Da hatte Israel aber nichts mit zu tun


----------



## Lazarus_at (3. April 2012)

Naja, denkst du das die Situation im Iran anders ablaufen würde? Ich ehrlich gesagt nicht. Weiters hätte ich auch weniger Angst vor einem atomar aufgerüsteten Iran (der mMn. Nuklerawaffen nicht offensiv einsetzen würde wenn er welche hätte. Das sie in solch einem Falle nur verlieren könnten ist ihnen wohl selbst bewusst), als vor einer weiteren, destabilisierten, Region im Nahen/Mittleren Osten.


----------



## Icejester (3. April 2012)

Davon kann man jetzt halten, was man will. Aber hier hat sich wohl jemand geäußert, der bei der ganzen Sache wirklich Bescheid weiß. Damit wäre der Titel dieses Threads wohl Makulatur.

Atomstreit: Iranischer Diplomat gesteht A-Waffen-Programm ein - Nachrichten Politik - Ausland - WELT ONLINE


----------



## acc (4. April 2012)

nö ist er nicht, weil es sich mal wieder nur um propaganda aus dem springer-verlag handelt. im originalartikel steht nirgendwo was von einen iranischen atomwaffenprogramm. eigentlich wird da nur die möglichkeit betrachtet, wie beide seiten aus dem diplomatischen dilemma herauskommen.


----------



## ruyven_macaran (4. April 2012)

◆ Material ◆
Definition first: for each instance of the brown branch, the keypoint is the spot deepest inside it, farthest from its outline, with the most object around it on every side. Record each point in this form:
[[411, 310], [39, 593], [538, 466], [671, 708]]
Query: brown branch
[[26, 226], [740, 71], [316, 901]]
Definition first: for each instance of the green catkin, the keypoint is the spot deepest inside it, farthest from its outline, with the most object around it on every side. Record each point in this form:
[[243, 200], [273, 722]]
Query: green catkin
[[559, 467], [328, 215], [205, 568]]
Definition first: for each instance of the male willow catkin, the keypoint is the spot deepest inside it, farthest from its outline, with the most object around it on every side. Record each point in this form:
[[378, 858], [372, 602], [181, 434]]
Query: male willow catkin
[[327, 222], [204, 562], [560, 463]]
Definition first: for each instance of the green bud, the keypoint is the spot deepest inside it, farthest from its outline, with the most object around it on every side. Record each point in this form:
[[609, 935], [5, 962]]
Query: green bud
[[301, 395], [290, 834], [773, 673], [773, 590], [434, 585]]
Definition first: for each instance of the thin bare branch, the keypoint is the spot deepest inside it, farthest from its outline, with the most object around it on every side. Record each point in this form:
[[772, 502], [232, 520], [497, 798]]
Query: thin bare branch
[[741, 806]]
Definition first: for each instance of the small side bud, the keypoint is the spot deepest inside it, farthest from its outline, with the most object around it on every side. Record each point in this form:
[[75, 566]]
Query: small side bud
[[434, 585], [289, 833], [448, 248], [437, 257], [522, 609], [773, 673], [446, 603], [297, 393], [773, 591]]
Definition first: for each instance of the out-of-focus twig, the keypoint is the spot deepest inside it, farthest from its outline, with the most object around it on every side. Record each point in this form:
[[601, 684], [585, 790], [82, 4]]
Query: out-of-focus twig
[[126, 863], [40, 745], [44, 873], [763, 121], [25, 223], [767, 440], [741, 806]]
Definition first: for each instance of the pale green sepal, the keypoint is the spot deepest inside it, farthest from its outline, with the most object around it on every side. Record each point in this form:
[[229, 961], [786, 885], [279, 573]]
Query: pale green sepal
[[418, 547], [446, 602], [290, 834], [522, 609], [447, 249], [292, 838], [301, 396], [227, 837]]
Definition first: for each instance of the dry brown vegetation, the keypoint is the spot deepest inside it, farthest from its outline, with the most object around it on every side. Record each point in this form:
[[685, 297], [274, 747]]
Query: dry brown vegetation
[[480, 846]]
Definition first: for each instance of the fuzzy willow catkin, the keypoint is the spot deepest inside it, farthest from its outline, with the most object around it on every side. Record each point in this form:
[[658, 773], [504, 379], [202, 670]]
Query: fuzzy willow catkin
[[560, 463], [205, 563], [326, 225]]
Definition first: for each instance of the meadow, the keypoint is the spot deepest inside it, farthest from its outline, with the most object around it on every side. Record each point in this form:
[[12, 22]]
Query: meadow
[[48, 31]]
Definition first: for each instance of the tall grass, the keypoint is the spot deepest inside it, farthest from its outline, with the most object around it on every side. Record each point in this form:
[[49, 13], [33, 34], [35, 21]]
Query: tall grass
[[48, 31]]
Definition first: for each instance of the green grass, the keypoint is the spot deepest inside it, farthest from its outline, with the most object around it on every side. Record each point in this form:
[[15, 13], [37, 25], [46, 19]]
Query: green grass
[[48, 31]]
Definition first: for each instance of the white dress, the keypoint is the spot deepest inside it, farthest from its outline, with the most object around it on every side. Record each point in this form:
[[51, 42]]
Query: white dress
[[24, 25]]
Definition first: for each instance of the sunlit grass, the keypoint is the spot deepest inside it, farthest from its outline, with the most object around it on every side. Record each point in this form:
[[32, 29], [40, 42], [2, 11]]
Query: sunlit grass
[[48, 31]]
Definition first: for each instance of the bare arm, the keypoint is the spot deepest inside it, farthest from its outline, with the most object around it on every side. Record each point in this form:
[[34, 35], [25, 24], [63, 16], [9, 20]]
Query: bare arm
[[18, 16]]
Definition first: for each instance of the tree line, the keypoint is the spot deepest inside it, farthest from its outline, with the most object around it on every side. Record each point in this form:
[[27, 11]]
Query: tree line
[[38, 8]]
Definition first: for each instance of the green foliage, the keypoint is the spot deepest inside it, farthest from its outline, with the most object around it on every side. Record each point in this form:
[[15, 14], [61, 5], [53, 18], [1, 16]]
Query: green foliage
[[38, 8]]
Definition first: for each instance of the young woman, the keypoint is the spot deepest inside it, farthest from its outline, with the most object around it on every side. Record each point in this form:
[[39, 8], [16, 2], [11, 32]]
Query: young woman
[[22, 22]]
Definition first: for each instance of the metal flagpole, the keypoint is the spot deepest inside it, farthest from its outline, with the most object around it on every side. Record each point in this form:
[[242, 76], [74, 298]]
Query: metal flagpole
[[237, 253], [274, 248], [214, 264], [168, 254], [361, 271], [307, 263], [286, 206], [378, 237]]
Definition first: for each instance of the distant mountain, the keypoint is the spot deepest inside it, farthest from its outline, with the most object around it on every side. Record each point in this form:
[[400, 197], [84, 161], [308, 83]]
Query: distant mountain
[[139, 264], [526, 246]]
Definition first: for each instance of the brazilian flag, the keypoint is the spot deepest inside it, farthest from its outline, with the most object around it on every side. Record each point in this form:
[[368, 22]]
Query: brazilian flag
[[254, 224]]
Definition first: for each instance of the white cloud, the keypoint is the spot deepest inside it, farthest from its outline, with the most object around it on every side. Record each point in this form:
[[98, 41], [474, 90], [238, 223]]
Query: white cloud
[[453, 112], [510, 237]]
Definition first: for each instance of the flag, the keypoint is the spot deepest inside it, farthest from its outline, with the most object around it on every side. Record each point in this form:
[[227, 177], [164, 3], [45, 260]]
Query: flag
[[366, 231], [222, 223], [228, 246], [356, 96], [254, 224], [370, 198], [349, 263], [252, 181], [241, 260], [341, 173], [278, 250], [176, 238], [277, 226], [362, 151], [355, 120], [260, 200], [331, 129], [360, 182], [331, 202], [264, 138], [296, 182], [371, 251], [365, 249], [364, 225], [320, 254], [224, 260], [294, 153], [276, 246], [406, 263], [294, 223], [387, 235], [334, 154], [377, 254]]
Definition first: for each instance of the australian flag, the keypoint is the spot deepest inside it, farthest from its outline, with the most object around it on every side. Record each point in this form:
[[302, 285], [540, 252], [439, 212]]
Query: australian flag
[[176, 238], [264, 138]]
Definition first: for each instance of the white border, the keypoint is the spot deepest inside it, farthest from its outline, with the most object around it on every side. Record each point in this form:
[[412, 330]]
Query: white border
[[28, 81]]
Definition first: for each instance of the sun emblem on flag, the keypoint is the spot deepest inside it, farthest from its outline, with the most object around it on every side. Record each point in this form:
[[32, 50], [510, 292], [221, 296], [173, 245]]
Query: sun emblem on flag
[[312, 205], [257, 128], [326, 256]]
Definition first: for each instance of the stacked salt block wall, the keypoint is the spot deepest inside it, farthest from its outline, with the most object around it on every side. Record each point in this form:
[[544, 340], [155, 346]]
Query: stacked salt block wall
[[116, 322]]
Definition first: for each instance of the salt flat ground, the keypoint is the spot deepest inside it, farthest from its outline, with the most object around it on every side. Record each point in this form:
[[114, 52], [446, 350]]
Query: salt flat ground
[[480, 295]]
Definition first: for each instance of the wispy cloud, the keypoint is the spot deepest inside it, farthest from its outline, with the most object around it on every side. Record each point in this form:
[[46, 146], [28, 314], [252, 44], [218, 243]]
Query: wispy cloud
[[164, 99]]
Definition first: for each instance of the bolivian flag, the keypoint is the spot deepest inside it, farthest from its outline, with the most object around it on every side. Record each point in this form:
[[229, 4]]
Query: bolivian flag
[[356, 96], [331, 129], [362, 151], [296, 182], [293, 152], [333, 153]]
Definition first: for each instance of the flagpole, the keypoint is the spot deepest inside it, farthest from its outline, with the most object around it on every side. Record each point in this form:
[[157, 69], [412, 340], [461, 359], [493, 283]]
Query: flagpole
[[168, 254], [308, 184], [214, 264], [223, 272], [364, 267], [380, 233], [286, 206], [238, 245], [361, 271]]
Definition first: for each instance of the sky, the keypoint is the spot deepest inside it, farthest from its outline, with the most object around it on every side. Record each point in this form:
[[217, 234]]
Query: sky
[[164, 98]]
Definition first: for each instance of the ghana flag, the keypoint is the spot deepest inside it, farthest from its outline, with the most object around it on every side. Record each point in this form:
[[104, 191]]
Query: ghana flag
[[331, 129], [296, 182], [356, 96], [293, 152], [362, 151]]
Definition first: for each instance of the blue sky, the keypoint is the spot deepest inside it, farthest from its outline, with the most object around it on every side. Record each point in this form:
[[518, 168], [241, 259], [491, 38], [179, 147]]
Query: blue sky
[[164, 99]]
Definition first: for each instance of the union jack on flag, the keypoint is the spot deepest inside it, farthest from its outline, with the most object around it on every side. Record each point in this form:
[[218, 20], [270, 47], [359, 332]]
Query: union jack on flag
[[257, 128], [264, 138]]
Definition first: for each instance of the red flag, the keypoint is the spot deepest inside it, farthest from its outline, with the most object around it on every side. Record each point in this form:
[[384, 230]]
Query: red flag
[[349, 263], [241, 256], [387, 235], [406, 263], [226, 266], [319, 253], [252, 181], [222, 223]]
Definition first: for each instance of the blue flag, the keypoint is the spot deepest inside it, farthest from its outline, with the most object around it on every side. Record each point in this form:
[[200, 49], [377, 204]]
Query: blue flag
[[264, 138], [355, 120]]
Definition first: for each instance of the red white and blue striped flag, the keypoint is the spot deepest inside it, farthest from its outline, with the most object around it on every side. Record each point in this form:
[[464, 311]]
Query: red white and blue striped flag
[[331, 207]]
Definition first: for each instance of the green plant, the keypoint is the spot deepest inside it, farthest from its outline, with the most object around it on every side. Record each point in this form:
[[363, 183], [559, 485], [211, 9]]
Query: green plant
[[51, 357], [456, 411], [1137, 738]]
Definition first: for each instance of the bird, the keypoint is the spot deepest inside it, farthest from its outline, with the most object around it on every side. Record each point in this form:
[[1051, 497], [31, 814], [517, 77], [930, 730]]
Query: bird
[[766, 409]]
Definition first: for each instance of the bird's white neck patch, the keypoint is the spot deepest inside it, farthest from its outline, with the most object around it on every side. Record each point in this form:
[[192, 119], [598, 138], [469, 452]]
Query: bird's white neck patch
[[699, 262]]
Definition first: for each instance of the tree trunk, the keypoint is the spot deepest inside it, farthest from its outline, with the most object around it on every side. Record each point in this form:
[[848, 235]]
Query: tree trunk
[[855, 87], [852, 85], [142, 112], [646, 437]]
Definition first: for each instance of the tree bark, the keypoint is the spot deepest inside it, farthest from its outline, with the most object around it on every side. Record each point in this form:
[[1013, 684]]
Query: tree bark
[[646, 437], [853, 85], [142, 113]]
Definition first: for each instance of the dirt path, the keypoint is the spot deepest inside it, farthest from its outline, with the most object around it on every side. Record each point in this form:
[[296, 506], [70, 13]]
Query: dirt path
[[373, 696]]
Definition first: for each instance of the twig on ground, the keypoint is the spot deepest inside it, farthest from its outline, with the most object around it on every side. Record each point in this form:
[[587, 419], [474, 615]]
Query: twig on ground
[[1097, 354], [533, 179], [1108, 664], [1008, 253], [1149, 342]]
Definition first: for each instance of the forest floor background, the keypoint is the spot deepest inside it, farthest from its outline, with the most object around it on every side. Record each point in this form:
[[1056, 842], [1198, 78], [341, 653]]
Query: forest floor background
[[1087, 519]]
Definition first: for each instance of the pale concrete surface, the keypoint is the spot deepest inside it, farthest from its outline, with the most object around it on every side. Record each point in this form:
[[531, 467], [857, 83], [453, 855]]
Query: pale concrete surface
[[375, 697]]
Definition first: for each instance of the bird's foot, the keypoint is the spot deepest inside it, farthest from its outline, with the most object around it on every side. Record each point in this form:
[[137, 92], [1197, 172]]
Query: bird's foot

◆ Auszuführende Aufgaben ◆
1. Welchem Verlag schreibt acc im Auszug die Meldung als Propaganda zu?
2. Gib aus dem Auszug den Abschnitt wortgetreu wieder, der bei den Worten "## Lazarus_at (3." beginnt und nach den Worten "im Nahen/Mittleren Osten." endet.

◆ Erwartete Ergebnisse ◆
1. Dem Springer-Verlag.

2.
## Lazarus_at (3. April 2012)

Naja, denkst du das die Situation im Iran anders ablaufen würde? Ich ehrlich gesagt nicht. Weiters hätte ich auch weniger Angst vor einem atomar aufgerüsteten Iran (der mMn. Nuklerawaffen nicht offensiv einsetzen würde wenn er welche hätte. Das sie in solch einem Falle nur verlieren könnten ist ihnen wohl selbst bewusst), als vor einer weiteren, destabilisierten, Region im Nahen/Mittleren Osten.